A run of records
··········

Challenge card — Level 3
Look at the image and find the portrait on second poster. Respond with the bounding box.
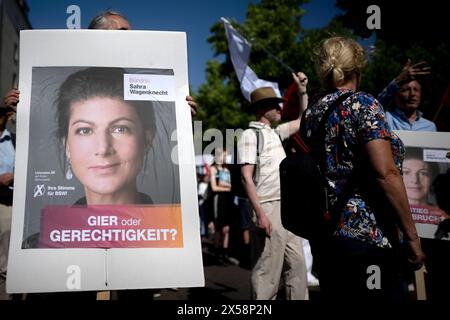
[403,146,450,240]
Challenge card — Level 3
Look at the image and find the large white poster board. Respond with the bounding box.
[7,30,204,293]
[396,131,450,240]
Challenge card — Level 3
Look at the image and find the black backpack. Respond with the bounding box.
[280,93,351,240]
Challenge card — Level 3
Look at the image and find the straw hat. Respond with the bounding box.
[247,87,284,112]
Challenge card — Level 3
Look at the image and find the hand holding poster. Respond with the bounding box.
[8,30,204,292]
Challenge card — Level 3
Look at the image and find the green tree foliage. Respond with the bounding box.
[336,0,450,131]
[196,0,351,130]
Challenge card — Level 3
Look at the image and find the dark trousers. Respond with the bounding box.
[310,237,409,302]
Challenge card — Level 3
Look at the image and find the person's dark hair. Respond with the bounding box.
[88,10,126,29]
[55,67,156,162]
[405,147,439,184]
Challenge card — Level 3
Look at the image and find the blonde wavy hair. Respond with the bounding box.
[315,37,367,91]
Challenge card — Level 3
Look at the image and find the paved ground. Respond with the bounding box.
[155,246,319,302]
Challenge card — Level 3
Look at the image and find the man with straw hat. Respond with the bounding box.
[238,72,308,300]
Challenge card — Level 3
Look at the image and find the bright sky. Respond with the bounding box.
[27,0,338,91]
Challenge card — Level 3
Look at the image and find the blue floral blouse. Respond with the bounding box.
[302,89,405,247]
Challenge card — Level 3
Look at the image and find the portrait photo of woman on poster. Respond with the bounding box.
[56,68,155,204]
[22,67,180,248]
[403,147,448,230]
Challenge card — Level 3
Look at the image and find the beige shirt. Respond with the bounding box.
[238,121,289,203]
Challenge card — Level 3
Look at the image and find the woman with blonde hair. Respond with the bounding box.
[300,37,424,301]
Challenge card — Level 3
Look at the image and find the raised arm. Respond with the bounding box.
[377,59,431,109]
[288,72,308,136]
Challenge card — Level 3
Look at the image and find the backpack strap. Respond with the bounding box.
[310,92,353,220]
[250,128,264,181]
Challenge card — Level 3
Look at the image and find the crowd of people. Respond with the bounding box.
[0,11,449,301]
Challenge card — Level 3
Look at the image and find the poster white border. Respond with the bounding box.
[7,30,204,293]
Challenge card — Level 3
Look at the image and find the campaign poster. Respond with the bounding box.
[7,30,204,293]
[399,131,450,240]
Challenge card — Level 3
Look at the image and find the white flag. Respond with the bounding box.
[222,18,281,101]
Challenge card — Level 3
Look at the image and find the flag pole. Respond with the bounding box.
[226,17,295,73]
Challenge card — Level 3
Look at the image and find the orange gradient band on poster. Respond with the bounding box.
[39,205,183,248]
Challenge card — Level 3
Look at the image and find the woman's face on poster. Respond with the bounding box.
[403,159,432,204]
[66,97,151,199]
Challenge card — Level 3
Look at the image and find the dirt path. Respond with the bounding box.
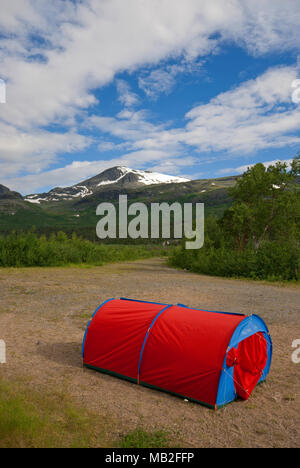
[0,259,300,447]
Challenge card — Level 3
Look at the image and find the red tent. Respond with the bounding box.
[83,298,272,409]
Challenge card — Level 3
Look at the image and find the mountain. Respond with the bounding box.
[25,166,190,204]
[0,184,27,218]
[0,167,237,241]
[0,184,23,200]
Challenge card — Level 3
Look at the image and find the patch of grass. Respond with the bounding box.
[117,428,170,448]
[0,381,112,448]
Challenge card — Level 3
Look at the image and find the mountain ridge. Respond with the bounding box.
[24,166,190,204]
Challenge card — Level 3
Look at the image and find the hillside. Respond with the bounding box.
[0,167,236,239]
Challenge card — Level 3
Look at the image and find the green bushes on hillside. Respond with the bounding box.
[169,156,300,281]
[0,232,158,267]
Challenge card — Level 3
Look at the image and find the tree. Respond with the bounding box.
[221,154,300,251]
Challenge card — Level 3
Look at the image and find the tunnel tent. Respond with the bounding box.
[82,298,272,409]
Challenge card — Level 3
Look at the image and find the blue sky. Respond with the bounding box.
[0,0,300,194]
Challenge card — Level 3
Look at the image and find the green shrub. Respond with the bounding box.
[0,232,161,267]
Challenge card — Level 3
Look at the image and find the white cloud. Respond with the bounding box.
[117,80,139,107]
[0,0,300,190]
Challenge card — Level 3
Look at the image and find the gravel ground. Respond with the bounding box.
[0,259,300,447]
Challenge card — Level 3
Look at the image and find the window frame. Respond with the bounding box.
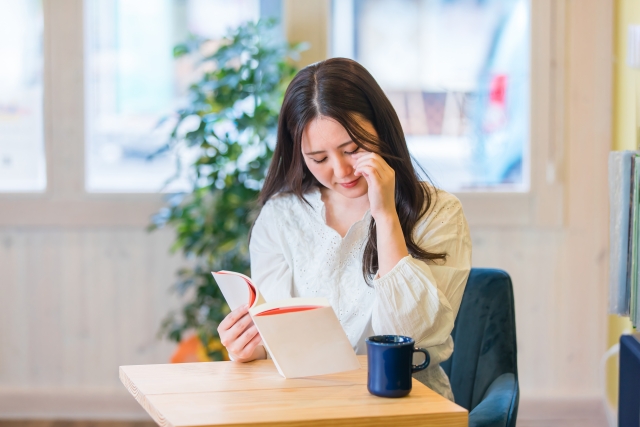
[0,0,566,231]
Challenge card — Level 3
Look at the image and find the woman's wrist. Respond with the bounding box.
[371,209,400,230]
[375,208,409,277]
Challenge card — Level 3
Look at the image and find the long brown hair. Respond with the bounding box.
[259,58,446,283]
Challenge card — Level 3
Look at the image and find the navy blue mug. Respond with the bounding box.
[366,335,431,397]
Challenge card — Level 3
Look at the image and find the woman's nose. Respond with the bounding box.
[333,158,353,178]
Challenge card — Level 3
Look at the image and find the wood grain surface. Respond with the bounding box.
[120,356,467,427]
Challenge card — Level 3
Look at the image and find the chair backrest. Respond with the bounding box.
[441,268,518,411]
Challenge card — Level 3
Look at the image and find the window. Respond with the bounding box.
[0,0,47,192]
[332,0,530,191]
[85,0,260,192]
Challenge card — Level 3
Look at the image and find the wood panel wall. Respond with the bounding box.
[0,227,185,391]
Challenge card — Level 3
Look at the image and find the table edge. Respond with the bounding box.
[118,366,175,427]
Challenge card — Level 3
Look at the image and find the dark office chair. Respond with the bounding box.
[441,268,520,427]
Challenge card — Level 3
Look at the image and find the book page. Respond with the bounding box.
[249,298,361,378]
[211,271,264,311]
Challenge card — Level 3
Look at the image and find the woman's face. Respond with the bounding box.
[302,116,377,199]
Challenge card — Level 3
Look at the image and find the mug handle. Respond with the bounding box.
[411,347,431,373]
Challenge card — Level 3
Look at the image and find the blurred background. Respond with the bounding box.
[0,0,640,425]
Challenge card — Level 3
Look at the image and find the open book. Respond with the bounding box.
[212,271,360,378]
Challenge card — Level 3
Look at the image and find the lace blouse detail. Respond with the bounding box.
[250,189,471,399]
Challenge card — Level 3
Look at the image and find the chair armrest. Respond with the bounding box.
[469,374,519,427]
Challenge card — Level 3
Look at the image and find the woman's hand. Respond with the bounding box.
[354,153,409,277]
[354,152,398,222]
[218,305,267,362]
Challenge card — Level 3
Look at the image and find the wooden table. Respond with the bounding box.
[120,356,467,427]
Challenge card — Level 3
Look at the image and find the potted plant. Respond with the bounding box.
[149,21,304,360]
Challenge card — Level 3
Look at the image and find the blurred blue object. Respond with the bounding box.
[471,0,530,187]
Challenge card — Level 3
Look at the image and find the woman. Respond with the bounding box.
[218,58,471,400]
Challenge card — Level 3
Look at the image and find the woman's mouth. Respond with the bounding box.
[339,177,361,188]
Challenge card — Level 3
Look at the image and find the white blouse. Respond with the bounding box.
[249,188,471,400]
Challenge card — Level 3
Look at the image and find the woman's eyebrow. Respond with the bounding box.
[304,140,353,156]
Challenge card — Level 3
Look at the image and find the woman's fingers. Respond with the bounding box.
[218,305,249,334]
[229,325,260,359]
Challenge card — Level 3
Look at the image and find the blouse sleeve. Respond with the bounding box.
[249,201,293,301]
[372,192,471,363]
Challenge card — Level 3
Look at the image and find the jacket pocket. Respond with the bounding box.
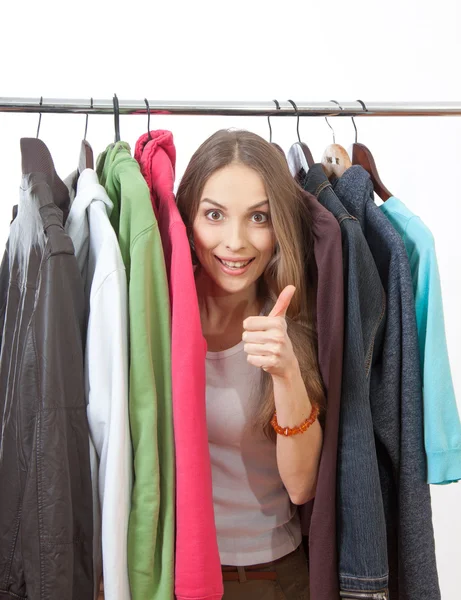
[339,589,389,600]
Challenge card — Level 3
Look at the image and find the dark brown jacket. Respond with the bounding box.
[300,192,344,600]
[0,140,93,600]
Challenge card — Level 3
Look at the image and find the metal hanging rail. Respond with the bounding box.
[0,97,461,117]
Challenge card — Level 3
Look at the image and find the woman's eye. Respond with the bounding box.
[253,213,269,223]
[205,210,222,221]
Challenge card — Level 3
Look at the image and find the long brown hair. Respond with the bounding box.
[176,129,325,441]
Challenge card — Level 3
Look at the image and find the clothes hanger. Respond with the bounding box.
[114,94,120,142]
[78,98,94,175]
[267,100,286,159]
[322,100,352,179]
[287,100,315,181]
[144,98,152,141]
[352,100,393,202]
[20,96,69,223]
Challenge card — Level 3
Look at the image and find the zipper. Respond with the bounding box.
[340,589,389,600]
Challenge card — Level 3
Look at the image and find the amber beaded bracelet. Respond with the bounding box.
[271,406,319,437]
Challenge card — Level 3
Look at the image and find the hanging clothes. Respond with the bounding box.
[333,166,440,600]
[299,186,344,600]
[135,130,224,600]
[379,196,461,483]
[97,142,175,600]
[303,164,389,594]
[66,169,132,600]
[0,138,93,600]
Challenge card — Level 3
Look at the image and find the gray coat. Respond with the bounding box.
[334,166,440,600]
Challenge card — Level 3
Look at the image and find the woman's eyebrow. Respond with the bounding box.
[200,198,269,211]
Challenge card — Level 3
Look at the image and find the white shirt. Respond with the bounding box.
[206,341,302,566]
[65,169,132,600]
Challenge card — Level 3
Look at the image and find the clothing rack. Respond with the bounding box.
[0,97,461,117]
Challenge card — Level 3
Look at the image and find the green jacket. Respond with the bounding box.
[97,142,175,600]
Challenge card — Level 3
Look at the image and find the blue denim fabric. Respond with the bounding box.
[333,166,440,600]
[303,164,388,592]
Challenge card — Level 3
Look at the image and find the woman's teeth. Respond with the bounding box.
[218,258,253,269]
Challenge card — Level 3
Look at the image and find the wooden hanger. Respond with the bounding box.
[352,100,393,202]
[20,138,69,223]
[321,100,352,179]
[287,100,315,180]
[78,98,94,175]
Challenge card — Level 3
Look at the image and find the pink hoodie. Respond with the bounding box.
[135,130,224,600]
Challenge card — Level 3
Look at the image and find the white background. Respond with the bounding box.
[0,0,461,600]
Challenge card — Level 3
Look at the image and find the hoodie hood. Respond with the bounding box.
[134,129,176,214]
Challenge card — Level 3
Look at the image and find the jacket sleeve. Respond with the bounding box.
[406,218,461,484]
[85,259,132,600]
[20,245,93,600]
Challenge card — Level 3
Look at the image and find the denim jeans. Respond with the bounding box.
[304,165,388,598]
[334,166,440,600]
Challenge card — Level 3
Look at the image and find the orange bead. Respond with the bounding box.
[271,406,319,437]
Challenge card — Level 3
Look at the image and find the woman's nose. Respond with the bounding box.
[226,224,245,252]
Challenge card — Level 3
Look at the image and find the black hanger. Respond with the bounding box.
[144,98,152,141]
[20,97,69,223]
[287,100,315,181]
[37,96,43,138]
[322,100,352,179]
[78,98,94,175]
[267,100,286,158]
[114,94,120,142]
[352,100,393,202]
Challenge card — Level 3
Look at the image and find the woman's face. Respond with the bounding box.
[193,163,275,293]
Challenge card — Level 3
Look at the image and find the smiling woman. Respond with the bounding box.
[177,130,324,600]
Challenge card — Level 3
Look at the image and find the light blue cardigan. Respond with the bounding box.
[380,197,461,484]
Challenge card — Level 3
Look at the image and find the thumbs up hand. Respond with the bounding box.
[242,285,298,378]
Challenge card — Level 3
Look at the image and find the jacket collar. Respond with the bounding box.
[66,169,113,273]
[134,129,176,212]
[333,165,374,229]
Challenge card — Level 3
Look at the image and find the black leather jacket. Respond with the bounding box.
[0,154,93,600]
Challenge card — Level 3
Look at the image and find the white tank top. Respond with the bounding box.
[206,341,302,566]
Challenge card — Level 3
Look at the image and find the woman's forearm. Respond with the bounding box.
[272,367,323,504]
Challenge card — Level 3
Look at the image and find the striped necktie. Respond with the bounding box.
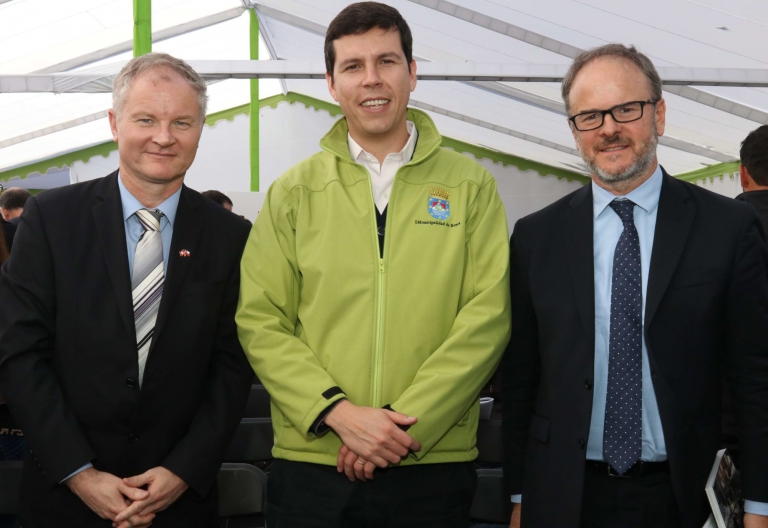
[131,209,165,387]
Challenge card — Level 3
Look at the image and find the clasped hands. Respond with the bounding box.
[66,467,188,528]
[325,400,421,482]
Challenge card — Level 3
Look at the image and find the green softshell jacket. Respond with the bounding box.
[236,110,510,465]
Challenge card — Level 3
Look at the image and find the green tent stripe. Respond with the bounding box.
[18,92,728,189]
[133,0,152,57]
[0,141,117,181]
[442,136,592,185]
[248,9,261,191]
[675,161,741,182]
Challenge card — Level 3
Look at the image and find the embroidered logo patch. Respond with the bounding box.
[427,187,451,220]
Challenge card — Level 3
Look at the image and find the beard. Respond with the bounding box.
[576,126,659,184]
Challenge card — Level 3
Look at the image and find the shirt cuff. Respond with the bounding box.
[59,462,93,484]
[744,500,768,517]
[309,398,346,436]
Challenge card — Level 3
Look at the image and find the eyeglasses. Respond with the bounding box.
[568,99,658,132]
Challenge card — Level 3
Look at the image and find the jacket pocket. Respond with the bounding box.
[672,266,723,289]
[183,280,227,295]
[528,414,549,444]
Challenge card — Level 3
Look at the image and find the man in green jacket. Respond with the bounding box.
[237,2,510,528]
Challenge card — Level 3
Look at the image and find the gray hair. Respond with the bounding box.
[562,44,661,116]
[112,53,208,121]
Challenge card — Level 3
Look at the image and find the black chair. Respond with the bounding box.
[243,385,271,418]
[471,420,512,525]
[224,418,274,462]
[477,420,504,464]
[0,460,24,515]
[218,463,267,528]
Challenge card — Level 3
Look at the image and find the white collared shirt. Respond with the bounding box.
[347,121,419,213]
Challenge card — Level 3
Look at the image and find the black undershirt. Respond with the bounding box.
[374,206,387,258]
[309,201,391,435]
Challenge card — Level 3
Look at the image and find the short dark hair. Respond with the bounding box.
[561,43,661,115]
[201,191,234,207]
[325,2,413,79]
[0,187,32,210]
[739,125,768,185]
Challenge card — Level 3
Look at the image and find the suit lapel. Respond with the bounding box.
[92,172,136,341]
[562,185,595,350]
[149,186,203,357]
[645,172,696,328]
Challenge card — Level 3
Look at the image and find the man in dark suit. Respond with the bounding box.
[503,44,768,528]
[0,50,253,528]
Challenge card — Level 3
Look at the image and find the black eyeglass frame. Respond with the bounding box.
[568,99,659,132]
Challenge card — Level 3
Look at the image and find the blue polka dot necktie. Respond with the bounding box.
[603,200,643,475]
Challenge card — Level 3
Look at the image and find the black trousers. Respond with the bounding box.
[267,459,477,528]
[581,467,680,528]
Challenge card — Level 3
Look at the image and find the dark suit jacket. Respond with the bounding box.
[0,173,253,528]
[0,217,18,251]
[504,173,768,528]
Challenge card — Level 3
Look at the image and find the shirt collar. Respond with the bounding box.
[592,165,663,218]
[117,173,181,227]
[347,121,419,163]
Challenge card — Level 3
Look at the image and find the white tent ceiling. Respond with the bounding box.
[0,0,768,182]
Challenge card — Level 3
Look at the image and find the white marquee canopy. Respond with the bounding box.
[0,0,768,190]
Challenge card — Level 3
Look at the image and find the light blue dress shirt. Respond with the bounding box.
[61,174,181,482]
[512,165,768,515]
[587,166,667,462]
[117,174,181,276]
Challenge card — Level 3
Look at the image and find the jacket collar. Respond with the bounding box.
[320,108,443,165]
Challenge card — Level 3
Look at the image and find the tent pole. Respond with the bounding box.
[133,0,152,57]
[249,8,259,192]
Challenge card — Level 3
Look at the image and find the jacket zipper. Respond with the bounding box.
[370,167,400,407]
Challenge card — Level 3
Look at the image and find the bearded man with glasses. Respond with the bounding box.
[503,44,768,528]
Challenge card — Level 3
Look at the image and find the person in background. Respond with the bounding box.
[237,2,509,528]
[0,53,253,528]
[503,44,768,528]
[0,227,22,528]
[0,187,32,225]
[736,125,768,236]
[201,191,233,211]
[722,125,768,467]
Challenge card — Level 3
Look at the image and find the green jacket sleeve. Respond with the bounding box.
[235,180,345,438]
[391,175,510,459]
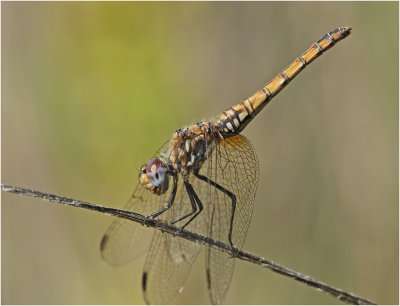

··········

Aim
Please pull out every line of the material above that contains the string "straw".

Solution to this problem
Look at the image and find the straw hat. Respond with the bounding box.
Look at the image and find the man with straw hat. Respond with the bounding box.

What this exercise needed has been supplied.